What to produce — Please pull out each line of the records below that contains the string "dark", matching case exactly.

* begin Task data *

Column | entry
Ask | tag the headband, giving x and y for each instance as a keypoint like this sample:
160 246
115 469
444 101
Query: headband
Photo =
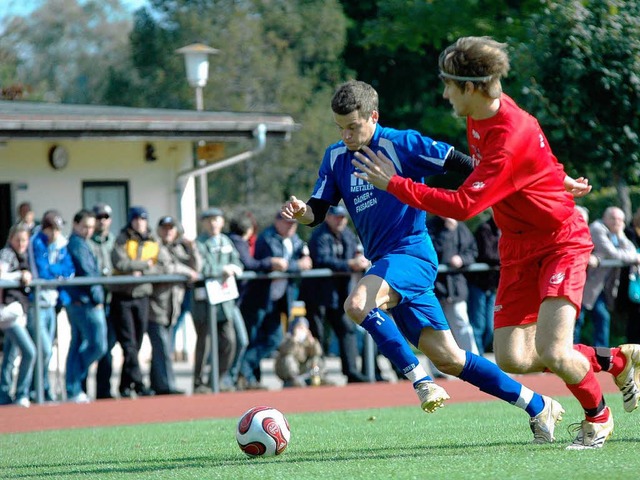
465 79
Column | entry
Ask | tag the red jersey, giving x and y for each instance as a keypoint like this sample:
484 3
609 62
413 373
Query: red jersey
515 173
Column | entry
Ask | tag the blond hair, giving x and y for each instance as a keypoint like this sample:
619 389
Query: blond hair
481 60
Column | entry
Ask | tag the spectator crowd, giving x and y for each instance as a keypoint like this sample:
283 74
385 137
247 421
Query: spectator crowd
254 318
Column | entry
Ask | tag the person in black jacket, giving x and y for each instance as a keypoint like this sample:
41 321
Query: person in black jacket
456 247
266 301
86 310
334 246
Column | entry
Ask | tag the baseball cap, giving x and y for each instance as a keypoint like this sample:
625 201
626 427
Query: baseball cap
138 212
52 218
337 210
167 220
211 212
101 209
279 216
298 321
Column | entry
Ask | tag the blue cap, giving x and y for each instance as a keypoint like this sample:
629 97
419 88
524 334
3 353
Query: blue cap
338 210
137 212
211 212
298 321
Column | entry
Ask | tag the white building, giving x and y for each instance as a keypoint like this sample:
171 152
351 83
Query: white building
73 156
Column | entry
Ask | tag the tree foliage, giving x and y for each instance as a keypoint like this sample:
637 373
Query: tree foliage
575 67
584 62
269 60
64 49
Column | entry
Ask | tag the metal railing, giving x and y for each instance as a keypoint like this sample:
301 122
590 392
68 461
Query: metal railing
368 357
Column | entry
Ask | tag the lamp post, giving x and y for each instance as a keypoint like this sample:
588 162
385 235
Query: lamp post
196 61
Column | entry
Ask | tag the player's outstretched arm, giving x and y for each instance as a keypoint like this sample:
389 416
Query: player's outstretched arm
298 210
375 168
578 187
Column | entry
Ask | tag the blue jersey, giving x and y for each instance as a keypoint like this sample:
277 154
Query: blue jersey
383 222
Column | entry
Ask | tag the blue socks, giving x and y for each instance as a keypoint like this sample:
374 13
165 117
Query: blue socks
393 345
490 379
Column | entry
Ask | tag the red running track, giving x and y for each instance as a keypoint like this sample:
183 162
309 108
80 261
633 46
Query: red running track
175 408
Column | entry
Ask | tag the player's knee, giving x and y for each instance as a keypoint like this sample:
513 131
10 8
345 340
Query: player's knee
557 360
355 310
511 364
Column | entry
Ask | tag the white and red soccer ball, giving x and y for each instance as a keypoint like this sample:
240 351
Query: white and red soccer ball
263 432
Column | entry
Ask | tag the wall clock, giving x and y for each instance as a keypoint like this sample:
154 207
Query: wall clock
58 157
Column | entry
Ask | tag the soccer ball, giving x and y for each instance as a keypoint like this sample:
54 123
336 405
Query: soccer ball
263 432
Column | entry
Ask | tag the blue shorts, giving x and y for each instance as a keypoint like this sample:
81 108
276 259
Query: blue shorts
411 272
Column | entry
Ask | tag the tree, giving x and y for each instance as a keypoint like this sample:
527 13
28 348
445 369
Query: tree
583 62
394 45
65 47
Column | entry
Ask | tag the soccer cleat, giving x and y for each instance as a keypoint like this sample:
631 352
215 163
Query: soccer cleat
543 424
80 398
23 402
629 379
431 396
591 435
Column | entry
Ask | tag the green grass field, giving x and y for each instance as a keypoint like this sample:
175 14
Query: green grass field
465 441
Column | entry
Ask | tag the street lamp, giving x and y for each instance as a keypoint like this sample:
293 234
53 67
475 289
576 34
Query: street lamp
196 62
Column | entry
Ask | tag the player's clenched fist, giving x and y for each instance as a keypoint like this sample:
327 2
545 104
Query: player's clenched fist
297 209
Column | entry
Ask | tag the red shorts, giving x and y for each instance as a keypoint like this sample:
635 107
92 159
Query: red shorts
537 266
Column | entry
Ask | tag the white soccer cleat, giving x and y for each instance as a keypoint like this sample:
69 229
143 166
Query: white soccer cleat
543 424
431 396
629 379
80 398
592 435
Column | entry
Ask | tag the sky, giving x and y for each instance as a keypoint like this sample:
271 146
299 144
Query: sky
21 7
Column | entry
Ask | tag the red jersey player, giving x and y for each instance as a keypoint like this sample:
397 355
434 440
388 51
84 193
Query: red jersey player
545 244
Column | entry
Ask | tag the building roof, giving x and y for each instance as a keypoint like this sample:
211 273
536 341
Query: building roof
32 120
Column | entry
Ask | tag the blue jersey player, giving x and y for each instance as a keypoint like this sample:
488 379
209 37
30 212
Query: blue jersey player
396 296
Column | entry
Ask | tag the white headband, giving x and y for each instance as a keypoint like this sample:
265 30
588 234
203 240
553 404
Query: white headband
465 79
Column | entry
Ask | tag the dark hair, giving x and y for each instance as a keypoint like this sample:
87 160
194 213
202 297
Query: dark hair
17 228
240 224
82 214
355 95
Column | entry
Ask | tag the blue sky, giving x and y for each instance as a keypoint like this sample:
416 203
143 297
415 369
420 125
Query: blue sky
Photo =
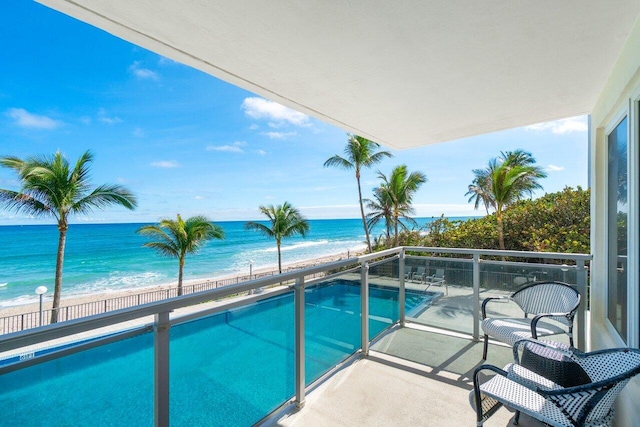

* end Task data *

Solution for this exercise —
Ask | tag the dark hair, giving x and y for each instance as a keypoint like this sample:
Query: dark hair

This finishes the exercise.